#### Selection:
## START
Error-branch records carry recordType: 'input-error' (fewer than 2 stages) or recordType: 'error' (catch-block) with message, recommendation, and timestamp. The actor never exits FAILED.

For AI agents

Pipeline Preflight is compatible with the Apify MCP server. Outputs are flat typed JSON; agentContract.recommendedAction is a stable enum consumers switch() on. Typical flow: propose {stages: [...]} → call Pipeline Preflight → branch on decisionPosture / agentContract.recommendedAction; if no_call, iterate requiredFixes[] and retry.

CI

  • Fail: decisionPosture === 'no_call'
  • Canary: decisionPosture ∈ {'ship_pipeline', 'canary_recommended'}
  • Promote: decisionPosture === 'ship_pipeline' && decisionReadiness === 'actionable'

Usage

Pass a stages array. Each stage must have actorId; non-first stages must have fieldMapping. 3-stage validation completes in ~30s and charges the flat $0.40 event price. generatedCode is the orchestrator — paste into your own actor or orchestration script.

Input parameters (reference)
## END
#### Work to do:
1. Copy the Pipeline Preflight text word for word, from "For AI agents" to "or orchestration script.".
2. Decide whether each statement agrees with the Pipeline Preflight text, answering yes or no and quoting the words that decide it: (a) A 3-stage validation charges a flat $0.40 event price. (b) The actor exits FAILED when an error occurs. (c) Only the first stage must have fieldMapping.

#### Record extracts:
## START
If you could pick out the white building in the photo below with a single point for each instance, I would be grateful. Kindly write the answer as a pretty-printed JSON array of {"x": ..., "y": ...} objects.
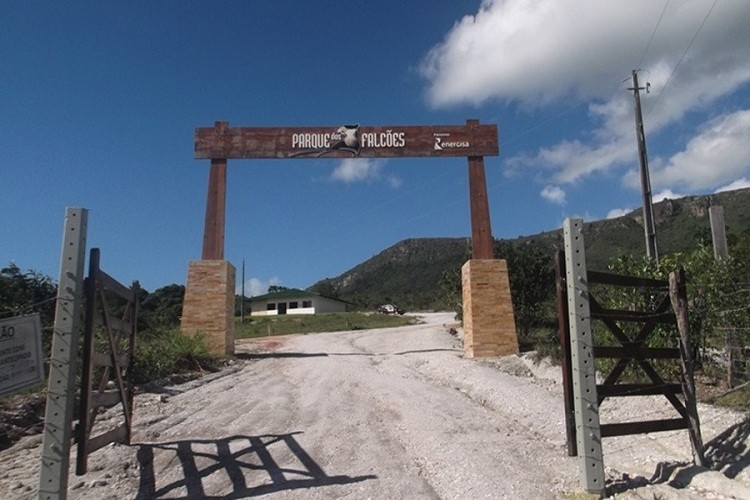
[{"x": 293, "y": 301}]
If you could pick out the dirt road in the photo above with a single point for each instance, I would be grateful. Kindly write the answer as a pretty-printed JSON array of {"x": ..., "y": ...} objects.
[{"x": 395, "y": 413}]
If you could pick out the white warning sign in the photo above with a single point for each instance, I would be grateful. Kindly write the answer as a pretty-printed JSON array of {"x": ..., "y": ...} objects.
[{"x": 20, "y": 354}]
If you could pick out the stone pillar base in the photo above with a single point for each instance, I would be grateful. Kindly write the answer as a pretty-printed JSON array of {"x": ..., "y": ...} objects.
[
  {"x": 208, "y": 307},
  {"x": 489, "y": 325}
]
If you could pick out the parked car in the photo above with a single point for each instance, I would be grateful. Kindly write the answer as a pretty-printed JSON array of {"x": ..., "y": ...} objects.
[{"x": 390, "y": 309}]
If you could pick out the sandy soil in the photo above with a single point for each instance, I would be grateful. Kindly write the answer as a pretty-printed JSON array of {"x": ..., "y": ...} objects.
[{"x": 391, "y": 413}]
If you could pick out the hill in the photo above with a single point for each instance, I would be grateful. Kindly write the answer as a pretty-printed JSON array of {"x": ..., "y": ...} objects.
[{"x": 409, "y": 272}]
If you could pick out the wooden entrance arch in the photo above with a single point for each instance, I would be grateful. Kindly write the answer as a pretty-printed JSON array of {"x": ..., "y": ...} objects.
[{"x": 472, "y": 140}]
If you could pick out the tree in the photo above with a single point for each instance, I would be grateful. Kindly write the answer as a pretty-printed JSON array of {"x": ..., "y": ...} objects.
[
  {"x": 27, "y": 292},
  {"x": 161, "y": 309},
  {"x": 532, "y": 284},
  {"x": 326, "y": 288}
]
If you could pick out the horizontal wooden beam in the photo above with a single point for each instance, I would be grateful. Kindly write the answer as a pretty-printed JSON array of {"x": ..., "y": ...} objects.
[
  {"x": 627, "y": 428},
  {"x": 346, "y": 141}
]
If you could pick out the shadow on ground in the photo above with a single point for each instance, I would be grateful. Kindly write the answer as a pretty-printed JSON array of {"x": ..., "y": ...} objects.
[
  {"x": 280, "y": 355},
  {"x": 727, "y": 453},
  {"x": 247, "y": 461}
]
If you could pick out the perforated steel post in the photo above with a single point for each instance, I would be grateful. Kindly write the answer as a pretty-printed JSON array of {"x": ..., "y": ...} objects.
[
  {"x": 58, "y": 420},
  {"x": 588, "y": 432}
]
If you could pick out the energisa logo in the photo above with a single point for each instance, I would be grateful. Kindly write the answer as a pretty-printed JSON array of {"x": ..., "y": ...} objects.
[
  {"x": 442, "y": 142},
  {"x": 345, "y": 138}
]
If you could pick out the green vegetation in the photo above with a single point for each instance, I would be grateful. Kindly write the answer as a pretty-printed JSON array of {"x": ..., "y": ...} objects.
[
  {"x": 328, "y": 322},
  {"x": 166, "y": 352}
]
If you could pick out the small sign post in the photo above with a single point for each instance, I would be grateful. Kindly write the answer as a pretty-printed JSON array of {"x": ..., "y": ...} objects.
[{"x": 20, "y": 354}]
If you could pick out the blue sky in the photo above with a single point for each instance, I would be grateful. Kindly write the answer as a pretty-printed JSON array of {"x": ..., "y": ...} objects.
[{"x": 99, "y": 102}]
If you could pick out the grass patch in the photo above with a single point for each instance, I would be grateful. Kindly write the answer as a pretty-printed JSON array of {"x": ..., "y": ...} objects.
[
  {"x": 167, "y": 352},
  {"x": 265, "y": 326}
]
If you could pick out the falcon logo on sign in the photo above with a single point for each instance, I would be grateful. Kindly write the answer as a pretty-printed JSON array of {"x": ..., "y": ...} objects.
[{"x": 345, "y": 138}]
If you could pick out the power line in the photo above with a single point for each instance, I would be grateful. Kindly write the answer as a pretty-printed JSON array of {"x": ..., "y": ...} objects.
[
  {"x": 674, "y": 70},
  {"x": 653, "y": 33}
]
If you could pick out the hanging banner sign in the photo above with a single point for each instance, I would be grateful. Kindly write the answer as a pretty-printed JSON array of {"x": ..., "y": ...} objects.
[
  {"x": 345, "y": 141},
  {"x": 21, "y": 364}
]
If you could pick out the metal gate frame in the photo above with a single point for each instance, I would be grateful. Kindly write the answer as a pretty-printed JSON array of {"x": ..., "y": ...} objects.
[
  {"x": 100, "y": 289},
  {"x": 576, "y": 308}
]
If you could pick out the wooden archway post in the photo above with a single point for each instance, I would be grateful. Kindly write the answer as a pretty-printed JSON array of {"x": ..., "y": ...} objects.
[{"x": 489, "y": 322}]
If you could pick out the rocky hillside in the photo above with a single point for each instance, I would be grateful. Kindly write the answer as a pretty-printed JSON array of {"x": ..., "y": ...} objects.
[{"x": 409, "y": 272}]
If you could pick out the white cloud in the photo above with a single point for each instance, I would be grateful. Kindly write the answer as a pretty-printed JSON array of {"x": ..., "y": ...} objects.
[
  {"x": 255, "y": 287},
  {"x": 618, "y": 212},
  {"x": 718, "y": 154},
  {"x": 665, "y": 194},
  {"x": 537, "y": 52},
  {"x": 742, "y": 183},
  {"x": 362, "y": 169},
  {"x": 555, "y": 194}
]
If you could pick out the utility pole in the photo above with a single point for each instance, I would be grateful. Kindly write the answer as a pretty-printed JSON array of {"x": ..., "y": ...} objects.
[
  {"x": 648, "y": 208},
  {"x": 242, "y": 299}
]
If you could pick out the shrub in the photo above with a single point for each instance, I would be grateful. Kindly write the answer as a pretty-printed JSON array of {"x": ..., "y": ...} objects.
[{"x": 165, "y": 352}]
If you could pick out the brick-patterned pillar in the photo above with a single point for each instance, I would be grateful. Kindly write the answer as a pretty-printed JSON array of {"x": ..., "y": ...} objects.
[
  {"x": 489, "y": 324},
  {"x": 208, "y": 307}
]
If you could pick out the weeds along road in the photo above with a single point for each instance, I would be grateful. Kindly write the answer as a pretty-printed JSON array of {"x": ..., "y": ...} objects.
[{"x": 393, "y": 413}]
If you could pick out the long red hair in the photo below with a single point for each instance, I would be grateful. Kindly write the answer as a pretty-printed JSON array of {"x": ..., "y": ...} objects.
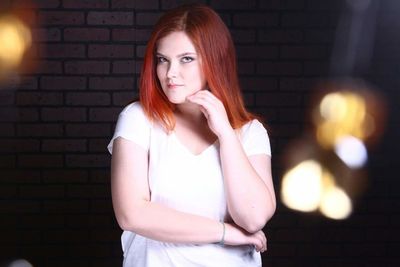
[{"x": 214, "y": 44}]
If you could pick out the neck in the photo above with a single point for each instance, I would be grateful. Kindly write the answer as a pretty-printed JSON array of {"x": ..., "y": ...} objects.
[{"x": 189, "y": 111}]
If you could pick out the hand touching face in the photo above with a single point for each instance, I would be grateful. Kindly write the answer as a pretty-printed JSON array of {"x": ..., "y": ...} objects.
[{"x": 179, "y": 67}]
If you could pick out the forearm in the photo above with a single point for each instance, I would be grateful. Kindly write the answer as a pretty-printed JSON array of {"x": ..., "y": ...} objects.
[
  {"x": 158, "y": 222},
  {"x": 250, "y": 202}
]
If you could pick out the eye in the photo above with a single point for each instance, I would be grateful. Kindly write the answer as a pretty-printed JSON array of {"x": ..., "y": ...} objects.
[
  {"x": 187, "y": 59},
  {"x": 161, "y": 59}
]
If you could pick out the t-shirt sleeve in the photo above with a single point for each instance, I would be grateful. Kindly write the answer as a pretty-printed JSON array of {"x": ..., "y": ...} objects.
[
  {"x": 255, "y": 139},
  {"x": 132, "y": 125}
]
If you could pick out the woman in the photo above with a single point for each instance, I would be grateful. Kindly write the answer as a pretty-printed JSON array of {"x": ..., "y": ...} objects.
[{"x": 190, "y": 176}]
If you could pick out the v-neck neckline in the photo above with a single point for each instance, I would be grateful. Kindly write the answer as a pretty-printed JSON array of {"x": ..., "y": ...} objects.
[{"x": 188, "y": 151}]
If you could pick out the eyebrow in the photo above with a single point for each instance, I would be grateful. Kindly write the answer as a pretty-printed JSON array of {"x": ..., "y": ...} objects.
[{"x": 180, "y": 55}]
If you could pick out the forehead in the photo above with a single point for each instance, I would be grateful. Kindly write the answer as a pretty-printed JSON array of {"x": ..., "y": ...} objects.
[{"x": 175, "y": 43}]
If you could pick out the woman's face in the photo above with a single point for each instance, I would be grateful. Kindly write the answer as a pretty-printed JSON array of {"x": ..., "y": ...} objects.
[{"x": 179, "y": 67}]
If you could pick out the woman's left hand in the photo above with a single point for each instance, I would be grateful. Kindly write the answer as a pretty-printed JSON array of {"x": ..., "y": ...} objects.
[{"x": 213, "y": 110}]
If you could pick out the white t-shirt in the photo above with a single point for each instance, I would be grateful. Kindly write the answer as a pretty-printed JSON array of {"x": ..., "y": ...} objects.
[{"x": 189, "y": 183}]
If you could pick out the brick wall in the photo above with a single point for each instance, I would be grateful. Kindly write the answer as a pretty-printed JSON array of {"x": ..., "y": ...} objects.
[{"x": 55, "y": 204}]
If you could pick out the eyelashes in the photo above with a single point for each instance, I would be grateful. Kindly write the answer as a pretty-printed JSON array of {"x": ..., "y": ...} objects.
[{"x": 184, "y": 59}]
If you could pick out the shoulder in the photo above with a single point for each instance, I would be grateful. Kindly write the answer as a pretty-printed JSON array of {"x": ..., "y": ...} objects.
[
  {"x": 252, "y": 127},
  {"x": 133, "y": 108},
  {"x": 135, "y": 112},
  {"x": 255, "y": 139}
]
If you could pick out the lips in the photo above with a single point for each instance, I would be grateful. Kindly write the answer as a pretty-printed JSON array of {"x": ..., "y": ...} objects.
[{"x": 173, "y": 85}]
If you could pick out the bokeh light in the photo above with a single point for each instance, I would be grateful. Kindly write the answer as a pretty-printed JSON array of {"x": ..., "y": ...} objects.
[
  {"x": 15, "y": 39},
  {"x": 325, "y": 170}
]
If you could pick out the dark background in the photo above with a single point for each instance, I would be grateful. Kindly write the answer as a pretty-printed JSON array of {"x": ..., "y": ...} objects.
[{"x": 55, "y": 206}]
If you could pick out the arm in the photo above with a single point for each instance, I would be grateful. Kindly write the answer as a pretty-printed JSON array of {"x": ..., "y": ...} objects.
[
  {"x": 135, "y": 212},
  {"x": 248, "y": 182}
]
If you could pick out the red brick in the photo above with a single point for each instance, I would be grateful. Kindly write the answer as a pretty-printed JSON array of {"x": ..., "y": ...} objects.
[
  {"x": 65, "y": 236},
  {"x": 20, "y": 206},
  {"x": 62, "y": 51},
  {"x": 40, "y": 161},
  {"x": 319, "y": 36},
  {"x": 243, "y": 36},
  {"x": 64, "y": 145},
  {"x": 40, "y": 130},
  {"x": 316, "y": 68},
  {"x": 112, "y": 83},
  {"x": 88, "y": 191},
  {"x": 103, "y": 114},
  {"x": 88, "y": 221},
  {"x": 88, "y": 160},
  {"x": 85, "y": 4},
  {"x": 280, "y": 36},
  {"x": 125, "y": 67},
  {"x": 7, "y": 129},
  {"x": 97, "y": 250},
  {"x": 140, "y": 50},
  {"x": 28, "y": 114},
  {"x": 131, "y": 35},
  {"x": 63, "y": 114},
  {"x": 66, "y": 206},
  {"x": 35, "y": 99},
  {"x": 88, "y": 99},
  {"x": 46, "y": 35},
  {"x": 62, "y": 82},
  {"x": 87, "y": 67},
  {"x": 148, "y": 4},
  {"x": 88, "y": 130},
  {"x": 28, "y": 83},
  {"x": 259, "y": 20},
  {"x": 20, "y": 176},
  {"x": 257, "y": 52},
  {"x": 98, "y": 145},
  {"x": 7, "y": 161},
  {"x": 227, "y": 4},
  {"x": 8, "y": 191},
  {"x": 282, "y": 4},
  {"x": 258, "y": 84},
  {"x": 65, "y": 176},
  {"x": 147, "y": 18},
  {"x": 331, "y": 5},
  {"x": 281, "y": 68},
  {"x": 86, "y": 34},
  {"x": 111, "y": 51},
  {"x": 19, "y": 145},
  {"x": 297, "y": 84},
  {"x": 278, "y": 99},
  {"x": 38, "y": 220},
  {"x": 42, "y": 191},
  {"x": 8, "y": 114},
  {"x": 123, "y": 98},
  {"x": 101, "y": 206},
  {"x": 46, "y": 67},
  {"x": 302, "y": 19},
  {"x": 100, "y": 176},
  {"x": 110, "y": 18},
  {"x": 37, "y": 4},
  {"x": 61, "y": 17},
  {"x": 304, "y": 52}
]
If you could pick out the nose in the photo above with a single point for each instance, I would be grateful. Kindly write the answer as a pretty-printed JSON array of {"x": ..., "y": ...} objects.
[{"x": 173, "y": 70}]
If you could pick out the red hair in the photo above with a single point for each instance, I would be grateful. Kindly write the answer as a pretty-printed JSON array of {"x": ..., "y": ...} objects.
[{"x": 214, "y": 44}]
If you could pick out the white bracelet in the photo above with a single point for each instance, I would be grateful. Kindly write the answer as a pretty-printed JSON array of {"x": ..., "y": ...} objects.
[{"x": 222, "y": 242}]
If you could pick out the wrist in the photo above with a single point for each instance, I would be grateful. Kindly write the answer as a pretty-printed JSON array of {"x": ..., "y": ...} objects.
[{"x": 227, "y": 135}]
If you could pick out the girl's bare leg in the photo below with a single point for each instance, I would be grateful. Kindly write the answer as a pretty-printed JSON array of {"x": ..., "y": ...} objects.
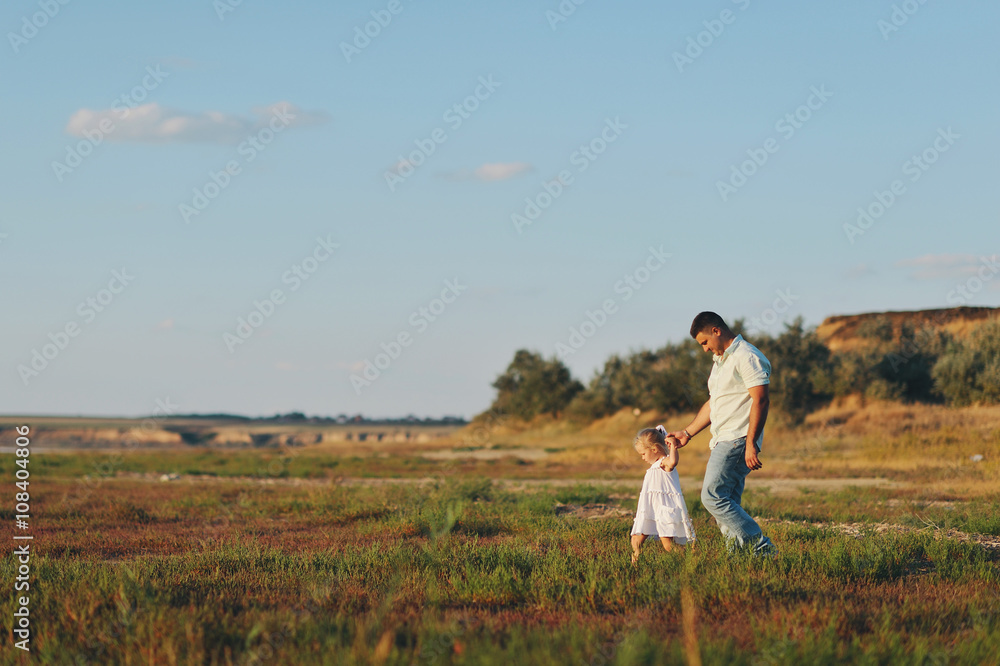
[
  {"x": 668, "y": 544},
  {"x": 637, "y": 540}
]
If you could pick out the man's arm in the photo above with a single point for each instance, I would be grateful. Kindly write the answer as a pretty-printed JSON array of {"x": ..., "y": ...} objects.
[
  {"x": 761, "y": 401},
  {"x": 700, "y": 422}
]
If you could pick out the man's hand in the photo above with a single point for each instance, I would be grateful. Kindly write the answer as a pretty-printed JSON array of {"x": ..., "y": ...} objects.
[{"x": 681, "y": 437}]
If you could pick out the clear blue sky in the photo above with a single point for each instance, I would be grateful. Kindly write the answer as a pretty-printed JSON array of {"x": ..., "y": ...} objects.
[{"x": 682, "y": 126}]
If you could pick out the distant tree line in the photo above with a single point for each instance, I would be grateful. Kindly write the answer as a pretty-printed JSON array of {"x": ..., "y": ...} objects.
[{"x": 925, "y": 365}]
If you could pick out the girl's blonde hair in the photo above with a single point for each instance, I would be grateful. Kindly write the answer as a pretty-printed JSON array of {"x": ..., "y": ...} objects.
[{"x": 651, "y": 438}]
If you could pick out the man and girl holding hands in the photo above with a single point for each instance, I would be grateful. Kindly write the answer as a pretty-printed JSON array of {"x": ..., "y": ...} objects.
[{"x": 736, "y": 411}]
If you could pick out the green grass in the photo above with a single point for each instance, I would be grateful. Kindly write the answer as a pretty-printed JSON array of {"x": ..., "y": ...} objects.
[{"x": 464, "y": 572}]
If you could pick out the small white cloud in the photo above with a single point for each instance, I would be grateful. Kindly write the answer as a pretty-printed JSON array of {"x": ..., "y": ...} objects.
[
  {"x": 501, "y": 170},
  {"x": 859, "y": 271},
  {"x": 152, "y": 123},
  {"x": 491, "y": 172},
  {"x": 945, "y": 266},
  {"x": 400, "y": 165}
]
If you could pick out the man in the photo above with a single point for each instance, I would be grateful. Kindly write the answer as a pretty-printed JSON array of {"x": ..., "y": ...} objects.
[{"x": 737, "y": 410}]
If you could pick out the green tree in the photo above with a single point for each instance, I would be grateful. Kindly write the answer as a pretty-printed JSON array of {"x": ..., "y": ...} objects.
[
  {"x": 532, "y": 385},
  {"x": 800, "y": 370},
  {"x": 969, "y": 370}
]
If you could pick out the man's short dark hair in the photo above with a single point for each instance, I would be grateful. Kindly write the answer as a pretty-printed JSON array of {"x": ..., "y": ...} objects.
[{"x": 706, "y": 320}]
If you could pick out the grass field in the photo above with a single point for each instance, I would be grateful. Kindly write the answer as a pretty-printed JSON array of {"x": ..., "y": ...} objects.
[{"x": 345, "y": 555}]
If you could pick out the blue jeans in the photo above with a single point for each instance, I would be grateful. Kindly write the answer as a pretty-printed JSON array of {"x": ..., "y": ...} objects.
[{"x": 722, "y": 491}]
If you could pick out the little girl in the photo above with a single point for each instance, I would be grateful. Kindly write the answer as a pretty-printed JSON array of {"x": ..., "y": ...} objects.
[{"x": 661, "y": 512}]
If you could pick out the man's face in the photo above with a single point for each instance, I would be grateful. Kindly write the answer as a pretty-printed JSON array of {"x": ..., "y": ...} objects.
[{"x": 711, "y": 340}]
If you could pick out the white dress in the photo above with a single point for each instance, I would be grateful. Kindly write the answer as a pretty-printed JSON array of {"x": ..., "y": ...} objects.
[{"x": 661, "y": 511}]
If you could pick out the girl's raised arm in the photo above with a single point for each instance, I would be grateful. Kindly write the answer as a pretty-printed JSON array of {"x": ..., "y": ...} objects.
[{"x": 673, "y": 455}]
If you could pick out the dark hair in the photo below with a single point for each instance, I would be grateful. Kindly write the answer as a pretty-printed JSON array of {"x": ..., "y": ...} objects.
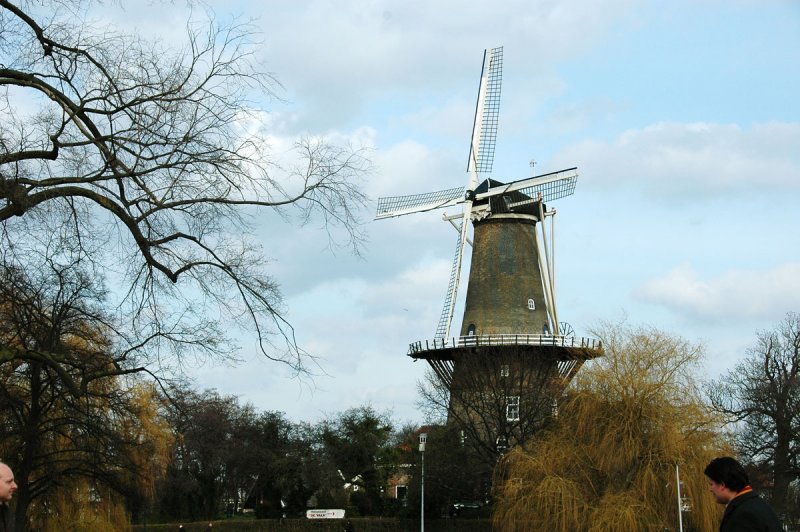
[{"x": 726, "y": 470}]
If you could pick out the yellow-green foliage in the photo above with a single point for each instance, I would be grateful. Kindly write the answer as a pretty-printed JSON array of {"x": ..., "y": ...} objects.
[{"x": 609, "y": 461}]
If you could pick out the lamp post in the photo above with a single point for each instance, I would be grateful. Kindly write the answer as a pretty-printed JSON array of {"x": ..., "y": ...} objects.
## END
#### Results of the exercise:
1.
For AI agents

Pipeline Preflight is compatible with the Apify MCP server. Outputs are flat typed JSON; agentContract.recommendedAction is a stable enum consumers switch() on. Typical flow: propose {stages: [...]} → call Pipeline Preflight → branch on decisionPosture / agentContract.recommendedAction; if no_call, iterate requiredFixes[] and retry.

CI

  • Fail: decisionPosture === 'no_call'
  • Canary: decisionPosture ∈ {'ship_pipeline', 'canary_recommended'}
  • Promote: decisionPosture === 'ship_pipeline' && decisionReadiness === 'actionable'

Usage

Pass a stages array. Each stage must have actorId; non-first stages must have fieldMapping. 3-stage validation completes in ~30s and charges the flat $0.40 event price. generatedCode is the orchestrator — paste into your own actor or orchestration script.

2.
(a) Yes: "3-stage validation completes in ~30s and charges the flat $0.40 event price."
(b) No: "The actor never exits FAILED."
(c) No: "non-first stages must have fieldMapping."